# Please give me your opinion.



## A.Issue.My.Husband.Has. (Jul 24, 2012)

I am trying to get my Husband on board with me having a weekly 'My Night' to go out with who I choose. His issues are:

1, My date nights should be when plans are made with female only friends. 'Ladies night' and not be made a firm weekly 'My Night'.

2, If plans are made where its going to be a co-ed group there that he should me invited.

3, Tonight I said I was going out with my cousin Sean for dinner. My Husband feels as it it Family that he should have been welcomed to join us.

Is my Husband right or wrong?


----------



## DawnD (Sep 23, 2009)

I don't see his requests as intrusive. There isn't a right or wrong here, its his boundaries. Why is it a problem for you?


----------



## docj (Jun 18, 2009)

Ill be honest with you. We Americans are very disrespectful of marriage. Its not wrong for hubby to feel ok with u out with females but suspicious of group.mixed dates. YOU ARE MRRIED. BEHAVE LIKE A MARRIED WOMAN. This American belief that i should do what i want whe n i wat and how i want amd no one should tell me otherwise, is a.philosophy from hell. In life we are answereable to someone. . A parent, a teacher a boss,.and in marriage a spouse. If its a date with cousin Sean thats okay. But where its you Sally, Sue,Samanth,Steve, Sam and Scott why wouldbt your husband be concerned?
_Posted via Mobile Device_


----------



## docj (Jun 18, 2009)

Keep this up and you will not be married long. What message are you teaching the kida by disrespecting their fathers request. Reasonable request. If a man asked this question.id answer the same way.
This is very selfish. And we have become very selfish as a nation. Its me me me. If people dont wanna act married then dobt get married and make your spouses miserable and end up wkth brkken homes.n hearts. This selfishness in America is disgusting. We throw fits when we dont get our way. . If u are hanging out with co eds on weekly dates who are single thats a problem. If they are ma rried too tha ts a prkblem. Prlblem is you or some or all of you wanna date and not have gour spouses there. Friends who dont tell theor friends to respect their marriages r not real frkends. This is tough love im giving. What is hapenning on thos co ed dates that your spouses cant be there???? When family time allows it he says u can go out with the girls. Thats vwry reasonable. You are behaving like a 12 yr old.

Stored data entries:
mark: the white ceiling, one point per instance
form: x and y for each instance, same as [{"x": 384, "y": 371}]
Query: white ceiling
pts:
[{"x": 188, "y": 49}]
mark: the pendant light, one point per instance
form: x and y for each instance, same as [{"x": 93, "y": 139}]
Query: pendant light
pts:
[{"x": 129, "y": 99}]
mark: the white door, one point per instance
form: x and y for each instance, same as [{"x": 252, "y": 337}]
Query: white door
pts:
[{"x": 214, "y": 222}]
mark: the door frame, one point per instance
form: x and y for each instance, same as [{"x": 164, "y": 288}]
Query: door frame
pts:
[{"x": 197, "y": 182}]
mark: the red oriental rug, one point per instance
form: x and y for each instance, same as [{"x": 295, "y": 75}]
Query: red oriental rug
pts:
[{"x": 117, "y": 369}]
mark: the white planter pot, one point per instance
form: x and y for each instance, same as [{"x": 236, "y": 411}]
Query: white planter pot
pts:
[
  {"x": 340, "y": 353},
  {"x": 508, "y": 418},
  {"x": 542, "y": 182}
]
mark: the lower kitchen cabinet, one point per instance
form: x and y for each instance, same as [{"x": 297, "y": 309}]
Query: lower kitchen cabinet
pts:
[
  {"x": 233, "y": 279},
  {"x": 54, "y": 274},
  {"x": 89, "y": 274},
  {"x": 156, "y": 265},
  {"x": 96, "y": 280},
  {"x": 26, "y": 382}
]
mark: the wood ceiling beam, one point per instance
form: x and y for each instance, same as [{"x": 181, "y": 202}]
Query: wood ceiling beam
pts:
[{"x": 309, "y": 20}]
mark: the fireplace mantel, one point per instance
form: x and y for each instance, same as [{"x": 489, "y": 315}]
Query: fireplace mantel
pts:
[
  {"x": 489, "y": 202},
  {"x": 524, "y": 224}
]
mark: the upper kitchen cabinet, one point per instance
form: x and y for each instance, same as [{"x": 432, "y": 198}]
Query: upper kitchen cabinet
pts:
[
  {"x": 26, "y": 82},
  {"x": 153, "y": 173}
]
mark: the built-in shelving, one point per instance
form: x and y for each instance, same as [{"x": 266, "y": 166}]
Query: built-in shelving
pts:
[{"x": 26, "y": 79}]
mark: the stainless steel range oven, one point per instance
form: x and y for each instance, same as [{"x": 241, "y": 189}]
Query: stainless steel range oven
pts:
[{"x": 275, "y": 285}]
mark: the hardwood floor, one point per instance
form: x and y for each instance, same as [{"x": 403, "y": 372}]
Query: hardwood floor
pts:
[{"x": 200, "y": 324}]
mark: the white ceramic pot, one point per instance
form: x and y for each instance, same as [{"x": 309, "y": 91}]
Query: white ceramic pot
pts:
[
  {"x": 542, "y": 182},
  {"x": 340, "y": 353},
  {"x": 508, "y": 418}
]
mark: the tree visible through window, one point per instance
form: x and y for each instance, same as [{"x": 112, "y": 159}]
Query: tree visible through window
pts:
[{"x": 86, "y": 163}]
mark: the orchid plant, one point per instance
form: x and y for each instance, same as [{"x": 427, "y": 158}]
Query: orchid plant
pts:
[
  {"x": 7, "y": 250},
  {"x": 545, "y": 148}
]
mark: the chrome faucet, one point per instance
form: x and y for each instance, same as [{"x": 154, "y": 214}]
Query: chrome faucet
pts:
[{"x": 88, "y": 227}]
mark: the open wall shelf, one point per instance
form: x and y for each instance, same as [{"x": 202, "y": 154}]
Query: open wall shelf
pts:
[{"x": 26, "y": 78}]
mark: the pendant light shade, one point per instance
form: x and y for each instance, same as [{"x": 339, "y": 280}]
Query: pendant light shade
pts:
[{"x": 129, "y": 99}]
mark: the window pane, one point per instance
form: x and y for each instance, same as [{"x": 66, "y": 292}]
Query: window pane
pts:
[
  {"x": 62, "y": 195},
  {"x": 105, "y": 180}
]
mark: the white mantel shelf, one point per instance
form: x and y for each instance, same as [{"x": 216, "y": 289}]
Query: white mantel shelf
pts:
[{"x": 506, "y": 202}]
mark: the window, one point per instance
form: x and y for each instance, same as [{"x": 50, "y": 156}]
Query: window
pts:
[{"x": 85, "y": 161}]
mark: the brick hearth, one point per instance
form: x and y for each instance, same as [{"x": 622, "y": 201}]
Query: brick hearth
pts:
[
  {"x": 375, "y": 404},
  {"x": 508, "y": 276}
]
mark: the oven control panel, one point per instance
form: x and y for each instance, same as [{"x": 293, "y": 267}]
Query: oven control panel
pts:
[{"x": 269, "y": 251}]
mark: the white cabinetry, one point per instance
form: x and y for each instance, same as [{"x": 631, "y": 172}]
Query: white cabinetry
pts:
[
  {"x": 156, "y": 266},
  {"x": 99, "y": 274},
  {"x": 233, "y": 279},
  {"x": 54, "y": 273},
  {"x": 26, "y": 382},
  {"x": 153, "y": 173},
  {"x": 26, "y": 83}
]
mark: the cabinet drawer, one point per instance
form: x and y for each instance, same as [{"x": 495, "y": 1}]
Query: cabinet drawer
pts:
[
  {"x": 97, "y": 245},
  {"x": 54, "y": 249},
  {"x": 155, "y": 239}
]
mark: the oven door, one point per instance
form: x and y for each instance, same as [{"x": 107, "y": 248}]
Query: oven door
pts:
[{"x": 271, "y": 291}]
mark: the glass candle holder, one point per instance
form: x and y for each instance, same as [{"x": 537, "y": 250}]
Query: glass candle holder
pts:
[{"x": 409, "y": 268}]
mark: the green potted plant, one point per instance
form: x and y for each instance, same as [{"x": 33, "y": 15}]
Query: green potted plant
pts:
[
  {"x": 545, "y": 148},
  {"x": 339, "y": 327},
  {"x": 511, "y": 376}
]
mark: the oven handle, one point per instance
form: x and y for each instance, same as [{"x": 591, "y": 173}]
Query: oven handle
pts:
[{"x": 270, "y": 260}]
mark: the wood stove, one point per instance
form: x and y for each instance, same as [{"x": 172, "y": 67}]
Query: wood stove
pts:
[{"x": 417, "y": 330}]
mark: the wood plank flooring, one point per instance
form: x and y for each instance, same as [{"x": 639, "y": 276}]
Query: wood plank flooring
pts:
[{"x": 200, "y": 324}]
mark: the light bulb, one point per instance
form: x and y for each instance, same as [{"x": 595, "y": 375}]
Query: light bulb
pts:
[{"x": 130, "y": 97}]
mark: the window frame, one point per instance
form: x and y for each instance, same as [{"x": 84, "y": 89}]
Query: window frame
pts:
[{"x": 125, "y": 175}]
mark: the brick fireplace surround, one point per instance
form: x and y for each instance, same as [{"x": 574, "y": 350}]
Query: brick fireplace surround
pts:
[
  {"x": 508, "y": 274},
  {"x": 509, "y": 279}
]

• **Directions for this task**:
Write out the forum thread again, starting with "Ill be honest" and going on through "the same way.", but switch "boss" to "manager".

• **Reply to the task**:
Ill be honest with you. We Americans are very disrespectful of marriage. Its not wrong for hubby to feel ok with u out with females but suspicious of group.mixed dates. YOU ARE MRRIED. BEHAVE LIKE A MARRIED WOMAN. This American belief that i should do what i want whe n i wat and how i want amd no one should tell me otherwise, is a.philosophy from hell. In life we are answereable to someone. . A parent, a teacher a manager,.and in marriage a spouse. If its a date with cousin Sean thats okay. But where its you Sally, Sue,Samanth,Steve, Sam and Scott why wouldbt your husband be concerned?
_Posted via Mobile Device_


----------



## docj (Jun 18, 2009)

Keep this up and you will not be married long. What message are you teaching the kida by disrespecting their fathers request. Reasonable request. If a man asked this question.id answer the same way.